* START SUPPLIED RECORDS *

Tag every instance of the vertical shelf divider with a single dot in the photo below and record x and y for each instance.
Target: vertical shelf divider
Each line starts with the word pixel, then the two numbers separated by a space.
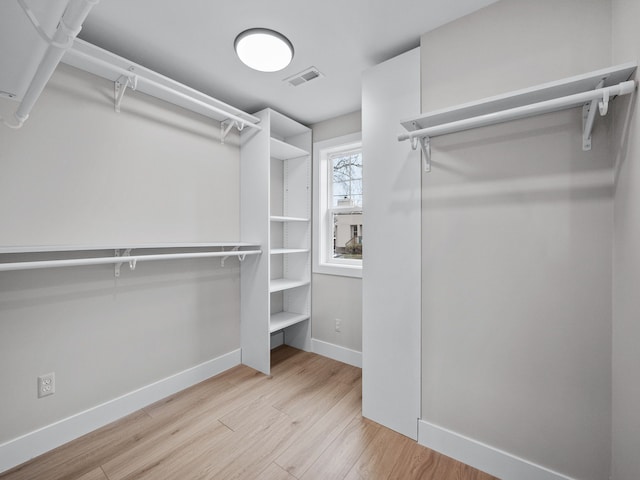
pixel 275 207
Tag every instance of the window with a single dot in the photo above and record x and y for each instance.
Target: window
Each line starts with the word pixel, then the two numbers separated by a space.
pixel 338 205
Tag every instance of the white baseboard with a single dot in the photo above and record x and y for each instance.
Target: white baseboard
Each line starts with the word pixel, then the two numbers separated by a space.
pixel 24 448
pixel 481 456
pixel 336 352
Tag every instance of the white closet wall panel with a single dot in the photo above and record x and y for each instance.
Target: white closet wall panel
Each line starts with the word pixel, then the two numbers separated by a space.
pixel 391 271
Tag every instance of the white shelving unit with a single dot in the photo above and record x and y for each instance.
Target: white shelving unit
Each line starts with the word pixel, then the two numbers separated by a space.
pixel 276 212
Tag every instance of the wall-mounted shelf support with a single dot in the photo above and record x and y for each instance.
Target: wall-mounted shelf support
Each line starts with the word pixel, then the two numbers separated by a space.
pixel 227 125
pixel 590 90
pixel 425 146
pixel 234 249
pixel 116 267
pixel 120 87
pixel 98 61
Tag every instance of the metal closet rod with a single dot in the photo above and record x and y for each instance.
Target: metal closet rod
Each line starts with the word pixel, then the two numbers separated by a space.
pixel 68 29
pixel 137 79
pixel 131 259
pixel 623 88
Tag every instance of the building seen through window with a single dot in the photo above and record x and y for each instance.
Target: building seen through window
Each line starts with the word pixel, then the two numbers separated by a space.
pixel 346 203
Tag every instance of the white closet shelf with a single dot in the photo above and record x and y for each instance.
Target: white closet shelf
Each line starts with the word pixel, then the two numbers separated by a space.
pixel 280 284
pixel 285 151
pixel 81 248
pixel 126 74
pixel 287 219
pixel 282 320
pixel 283 251
pixel 592 91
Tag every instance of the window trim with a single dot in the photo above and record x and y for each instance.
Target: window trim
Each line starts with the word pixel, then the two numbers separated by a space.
pixel 321 247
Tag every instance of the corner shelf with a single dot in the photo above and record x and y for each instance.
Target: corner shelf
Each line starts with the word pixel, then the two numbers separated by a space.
pixel 281 284
pixel 284 251
pixel 287 219
pixel 281 320
pixel 284 151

* END SUPPLIED RECORDS *

● **REQUIRED TASK**: Convert the material between the lines holding "Tag every instance of the window with" and "pixel 391 271", inclusive, into a two-column CSV with the headers text and answer, putting each text and its answer on a single row. Enclose every field in double quotes and replace line breaks with spaces.

● **RESULT**:
text,answer
"Tag every instance of the window with a single dot in the photo above and record x and y for each instance. Target: window Each line starts with the word pixel, then the two numbers separated by a space.","pixel 338 205"
"Tag every instance of the white baseboard with a single dot in the photo above and record x and y for each instance. Target: white baseboard Each line starts with the word pixel, then the two numbers separated by a space.","pixel 24 448 pixel 481 456 pixel 336 352"
"Tag every instance of the white closet wall panel with a single dot in the photo above and record x and y for each instance. Target: white closet wall panel Each line starts with the word pixel, then the two numbers separated by a space.","pixel 391 271"